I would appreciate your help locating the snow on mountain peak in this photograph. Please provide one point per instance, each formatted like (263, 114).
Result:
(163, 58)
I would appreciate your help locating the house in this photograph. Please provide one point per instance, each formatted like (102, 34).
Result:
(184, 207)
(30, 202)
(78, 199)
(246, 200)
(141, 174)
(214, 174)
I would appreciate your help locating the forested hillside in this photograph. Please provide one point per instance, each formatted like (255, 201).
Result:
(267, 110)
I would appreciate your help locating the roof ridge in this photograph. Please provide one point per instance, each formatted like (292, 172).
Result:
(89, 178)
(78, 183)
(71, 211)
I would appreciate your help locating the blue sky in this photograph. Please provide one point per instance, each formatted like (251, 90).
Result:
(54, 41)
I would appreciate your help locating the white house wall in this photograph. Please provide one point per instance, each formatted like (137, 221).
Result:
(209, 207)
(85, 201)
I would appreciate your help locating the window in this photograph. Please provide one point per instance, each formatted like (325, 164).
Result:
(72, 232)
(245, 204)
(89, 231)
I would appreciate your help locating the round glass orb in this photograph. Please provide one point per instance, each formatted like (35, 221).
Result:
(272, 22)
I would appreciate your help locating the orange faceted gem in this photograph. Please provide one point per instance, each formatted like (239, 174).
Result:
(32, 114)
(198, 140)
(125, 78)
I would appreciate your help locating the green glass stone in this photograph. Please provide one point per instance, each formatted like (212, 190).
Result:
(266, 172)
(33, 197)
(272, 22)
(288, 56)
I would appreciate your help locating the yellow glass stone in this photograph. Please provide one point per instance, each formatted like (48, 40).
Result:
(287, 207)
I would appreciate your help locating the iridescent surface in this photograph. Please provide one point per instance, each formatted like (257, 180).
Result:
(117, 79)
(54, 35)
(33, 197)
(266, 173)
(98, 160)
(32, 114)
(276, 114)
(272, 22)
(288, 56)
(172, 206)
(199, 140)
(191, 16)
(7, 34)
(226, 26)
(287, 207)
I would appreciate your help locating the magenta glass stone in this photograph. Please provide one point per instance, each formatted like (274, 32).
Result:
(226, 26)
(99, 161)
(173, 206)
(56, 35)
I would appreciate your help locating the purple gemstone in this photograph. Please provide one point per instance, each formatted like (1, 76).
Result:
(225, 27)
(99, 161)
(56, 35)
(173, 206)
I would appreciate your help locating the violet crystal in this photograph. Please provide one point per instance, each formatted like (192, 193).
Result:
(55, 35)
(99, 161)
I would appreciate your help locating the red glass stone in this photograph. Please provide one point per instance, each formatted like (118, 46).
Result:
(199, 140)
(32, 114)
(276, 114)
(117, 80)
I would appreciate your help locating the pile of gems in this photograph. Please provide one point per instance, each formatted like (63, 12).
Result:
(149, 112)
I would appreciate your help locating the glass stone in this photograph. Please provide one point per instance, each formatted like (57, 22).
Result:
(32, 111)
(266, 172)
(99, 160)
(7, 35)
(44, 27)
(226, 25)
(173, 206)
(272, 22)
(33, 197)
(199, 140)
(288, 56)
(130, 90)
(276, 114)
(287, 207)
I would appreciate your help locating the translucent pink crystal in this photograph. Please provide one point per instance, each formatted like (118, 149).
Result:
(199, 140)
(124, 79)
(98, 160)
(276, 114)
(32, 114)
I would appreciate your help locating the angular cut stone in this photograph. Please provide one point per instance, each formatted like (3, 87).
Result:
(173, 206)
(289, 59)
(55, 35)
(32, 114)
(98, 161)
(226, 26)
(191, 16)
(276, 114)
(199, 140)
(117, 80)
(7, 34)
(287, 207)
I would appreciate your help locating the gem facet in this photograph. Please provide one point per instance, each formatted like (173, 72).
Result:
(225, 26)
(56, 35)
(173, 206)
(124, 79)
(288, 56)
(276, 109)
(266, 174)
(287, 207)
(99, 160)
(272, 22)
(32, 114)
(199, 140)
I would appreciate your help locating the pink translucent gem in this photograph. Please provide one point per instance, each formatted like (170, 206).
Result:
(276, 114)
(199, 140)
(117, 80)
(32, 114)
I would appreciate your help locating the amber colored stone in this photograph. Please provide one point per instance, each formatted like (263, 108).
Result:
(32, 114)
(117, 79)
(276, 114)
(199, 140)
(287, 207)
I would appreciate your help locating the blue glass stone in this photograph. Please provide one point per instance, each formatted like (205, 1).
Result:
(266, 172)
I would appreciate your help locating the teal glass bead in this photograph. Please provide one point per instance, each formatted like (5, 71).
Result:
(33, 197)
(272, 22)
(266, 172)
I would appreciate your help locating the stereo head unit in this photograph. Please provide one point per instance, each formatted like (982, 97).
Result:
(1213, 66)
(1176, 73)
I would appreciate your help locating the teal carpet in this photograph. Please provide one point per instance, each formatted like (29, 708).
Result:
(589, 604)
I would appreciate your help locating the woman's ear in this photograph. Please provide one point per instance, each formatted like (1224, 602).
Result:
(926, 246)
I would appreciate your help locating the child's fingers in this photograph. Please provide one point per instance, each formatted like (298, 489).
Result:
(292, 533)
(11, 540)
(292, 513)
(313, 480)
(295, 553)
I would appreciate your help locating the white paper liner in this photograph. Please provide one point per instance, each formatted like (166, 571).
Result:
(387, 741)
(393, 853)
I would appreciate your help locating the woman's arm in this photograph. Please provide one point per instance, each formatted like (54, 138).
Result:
+++++
[Task directions]: Copy every line of the records, leaving nothing out.

[Answer section]:
I would appreciate your help locating the snow on mountain peak in this photograph. Please provide one point per instance, each formatted like (263, 114).
Result:
(163, 58)
I would appreciate your help locating the house in this photograph. Please provide one point per instance, each formatted like (102, 34).
Result:
(184, 207)
(30, 202)
(78, 199)
(246, 200)
(141, 174)
(214, 174)
I would appreciate your help locating the forested hillside in this photograph. Please provide one point per instance, each formatted like (255, 201).
Result:
(267, 110)
I would appreciate your help locating the roof ridge in this photograph. Please provide one point per instance, each formatted like (292, 172).
Result:
(89, 178)
(78, 183)
(71, 211)
I would appreciate your help locating the blue sky in this photograph. Please provide one point per instance, each formatted like (251, 90).
Result:
(54, 41)
I would appreciate your help locating the white house wall in this photograph. Please provide one point per instance, each formatted like (137, 221).
Result:
(209, 207)
(85, 201)
I would appreciate your help locating the window in this photograph. Please provide one point per instance, each formatted like (325, 164).
Result:
(72, 232)
(245, 204)
(89, 231)
I would appreciate your help locating the round glass orb in this photograph. Please provide one point per instance, each formatted like (35, 221).
Result:
(272, 22)
I would appreciate your help locating the orange faceted gem in this photograph. Please provide one point per instance, each formatted like (239, 174).
Result:
(32, 114)
(198, 140)
(125, 78)
I would appreciate your help locating the green glass stone in this photograph. Please provide one point per instance, each formatted like (212, 190).
Result:
(266, 172)
(33, 197)
(272, 22)
(288, 56)
I would appreciate your help locating the yellow glass stone in this photograph. Please provide one point per instance, each formatted like (48, 40).
Result:
(287, 207)
I would appreciate your help locating the iridescent surface in this photograph. Please provide one point per instance, each formatted like (257, 180).
Result:
(117, 79)
(54, 35)
(33, 197)
(266, 173)
(98, 160)
(32, 114)
(276, 114)
(272, 22)
(288, 56)
(172, 206)
(199, 140)
(191, 16)
(7, 34)
(226, 26)
(287, 207)
I would appreciate your help locating the magenta glass stone in this photograph. Please provide one point per instance, each formatted like (274, 32).
Result:
(226, 26)
(99, 161)
(173, 206)
(56, 35)
I would appreciate your help locating the purple gemstone in this photograph. Please provide one point per instance, each formatted like (1, 76).
Result:
(225, 27)
(99, 161)
(56, 35)
(173, 206)
I would appreciate your help locating the violet crystal in this photograph. Please provide one point per instance, each formatted like (192, 193).
Result:
(55, 35)
(99, 161)
I would appreciate your help locating the red glass stone in this photograph. Please provide one point per instance, each formatted like (118, 46).
Result:
(199, 140)
(32, 114)
(276, 114)
(117, 80)
I would appreciate your help locating the pile of gems in this photograph. Please provide one point per instance, each formatted like (63, 12).
Result:
(149, 112)
I would appreciate your help locating the glass stone in this photograph. Please provide one point per instance, each formatted like (57, 22).
Result:
(32, 111)
(266, 172)
(99, 160)
(7, 35)
(44, 27)
(226, 25)
(173, 206)
(272, 22)
(33, 197)
(199, 140)
(288, 56)
(130, 90)
(276, 114)
(287, 207)
I would appreciate your help locating the translucent pink crystal in this photograph. Please provide one point per instance, each formatted like (118, 149).
Result:
(199, 140)
(124, 79)
(98, 160)
(276, 114)
(32, 114)
I would appreciate your help locating the angular cut stone in this photograph. Please provide one point per instance, each formatted like (3, 87).
Result:
(173, 206)
(289, 59)
(55, 35)
(32, 114)
(98, 161)
(226, 26)
(191, 16)
(276, 114)
(199, 140)
(117, 80)
(7, 34)
(287, 207)
I would appreciate your help locating the gem facet in this photograph. Please provide one point per instance, each formatted like (173, 72).
Result:
(225, 26)
(56, 35)
(173, 206)
(124, 79)
(288, 56)
(276, 109)
(266, 174)
(287, 207)
(99, 160)
(272, 22)
(32, 114)
(199, 140)
I would appreciate your help locating the pink translucent gem in this photograph. Please provide one point per instance, each formatted like (170, 206).
Result:
(276, 114)
(199, 140)
(117, 80)
(32, 114)
I would appreciate your help locating the amber colored stone in this photograph. Please provide one point per instance, each formatted like (263, 108).
Result:
(32, 114)
(117, 79)
(276, 114)
(199, 140)
(287, 207)
I would appreciate your help locating the blue glass stone in this photograph. Please provide one point per instance, each formatted like (205, 1).
Result:
(266, 172)
I would appreciate your help locating the teal glass bead in this photograph. Please provide one point per instance, each formatted like (5, 71).
Result:
(33, 197)
(272, 22)
(266, 172)
I would appreciate your help locating the stereo head unit in this photograph. Please provide one point per instance, each formatted like (982, 97).
Result:
(1213, 66)
(1176, 73)
I would appreciate your help locating the teal carpet in this photograph. Please provide one point per instance, each formatted like (29, 708).
Result:
(589, 604)
I would appreciate your help locating the woman's ear in this photograph. Please provide one point per instance, each formatted like (1224, 602).
Result:
(926, 246)
I would appreciate your help locating the child's fingers in this photograph. Please provide one point per instance, each formatted like (298, 489).
Result:
(292, 533)
(11, 540)
(292, 513)
(313, 480)
(295, 553)
I would appreciate your help locating the white paper liner in this photograph. Please provide one point per instance, each formatted like (166, 571).
Result:
(387, 741)
(393, 853)
I would appreciate your help locating the woman's arm in this photograph. Please provide one point per instance, each formatted like (54, 138).
Result:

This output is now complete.